Objective:
Here are some entries; quote each one exactly.

Data supplied:

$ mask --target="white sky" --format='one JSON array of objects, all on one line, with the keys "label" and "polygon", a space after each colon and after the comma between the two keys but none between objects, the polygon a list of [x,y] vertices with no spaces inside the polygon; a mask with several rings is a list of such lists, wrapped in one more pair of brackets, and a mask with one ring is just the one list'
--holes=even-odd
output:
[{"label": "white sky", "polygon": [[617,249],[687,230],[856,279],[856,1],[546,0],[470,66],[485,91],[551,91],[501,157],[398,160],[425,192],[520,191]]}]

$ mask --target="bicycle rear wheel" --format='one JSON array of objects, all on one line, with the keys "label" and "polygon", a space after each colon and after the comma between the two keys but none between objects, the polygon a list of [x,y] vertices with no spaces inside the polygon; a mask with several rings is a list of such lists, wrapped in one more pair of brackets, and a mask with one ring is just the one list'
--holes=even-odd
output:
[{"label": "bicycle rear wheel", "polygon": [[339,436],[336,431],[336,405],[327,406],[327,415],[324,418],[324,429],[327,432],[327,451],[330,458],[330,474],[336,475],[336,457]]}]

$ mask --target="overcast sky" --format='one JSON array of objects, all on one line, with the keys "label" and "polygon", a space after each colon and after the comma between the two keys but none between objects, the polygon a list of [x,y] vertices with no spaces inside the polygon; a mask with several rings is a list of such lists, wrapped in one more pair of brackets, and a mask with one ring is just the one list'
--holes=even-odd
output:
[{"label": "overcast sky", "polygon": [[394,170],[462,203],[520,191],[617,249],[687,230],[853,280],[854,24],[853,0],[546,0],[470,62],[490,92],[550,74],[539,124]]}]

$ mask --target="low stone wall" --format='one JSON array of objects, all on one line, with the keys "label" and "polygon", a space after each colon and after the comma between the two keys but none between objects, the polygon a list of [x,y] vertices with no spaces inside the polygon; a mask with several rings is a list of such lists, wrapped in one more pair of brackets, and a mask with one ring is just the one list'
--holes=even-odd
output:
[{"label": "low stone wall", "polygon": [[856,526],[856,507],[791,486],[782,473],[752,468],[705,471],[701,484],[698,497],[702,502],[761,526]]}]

Task answer:
$ mask --target="white sky" --format='one JSON array of objects, all on one line, with the keys "label" and "polygon", a space after each colon and after the comma between the two keys but none between objects, the polygon a list of [x,y] vertices with no spaces inside the polygon; a mask with several rings is a list of such lists, wrapped in one more pair of brackets, and a mask with one ring is just the one list'
--holes=even-odd
output:
[{"label": "white sky", "polygon": [[617,249],[687,230],[856,279],[856,1],[546,0],[470,66],[485,91],[551,91],[501,157],[398,160],[425,192],[520,191]]}]

$ mask --target="bicycle rear wheel" --format='one JSON array of objects, all on one line, with the keys "label" and "polygon", a space after each colon and after the comma between the two keys but none between objects, the polygon a list of [x,y] vertices with no spaces inside the polygon; a mask with several rings is a list of such lists, wrapped in one more pair of brackets, and a mask with one ring is just the one list'
--holes=even-odd
output:
[{"label": "bicycle rear wheel", "polygon": [[339,436],[336,431],[336,405],[327,406],[327,415],[324,418],[324,429],[327,432],[327,451],[330,458],[330,474],[336,475],[336,457]]}]

$ mask --target="overcast sky" --format='one JSON array of objects, all on one line, with the keys "label" and "polygon", a space after each colon and after the comma between the two keys but none between objects, the polygon a list of [x,y] vertices with no spaces inside the polygon; a mask with several rings is a list of such lists, wrapped in one more pair of brackets, and a mask with one ring is just the one list'
--holes=even-odd
output:
[{"label": "overcast sky", "polygon": [[394,170],[462,203],[520,191],[617,249],[687,230],[853,280],[854,24],[853,0],[546,0],[470,62],[490,92],[550,74],[539,124]]}]

$ mask --target="low stone wall" --format='one JSON array of objects, all on one line, with the keys "label" and "polygon", a space after each colon and after the comma between the two keys but none between objects, the polygon a list of [x,y] vertices with no spaces inside the polygon; a mask with several rings is a list of such lists, wrapped in one more pair of brackets, and a mask with one ring is just the one list'
--holes=even-odd
output:
[{"label": "low stone wall", "polygon": [[856,526],[856,507],[791,486],[782,473],[752,468],[705,471],[701,484],[698,497],[702,502],[761,526]]}]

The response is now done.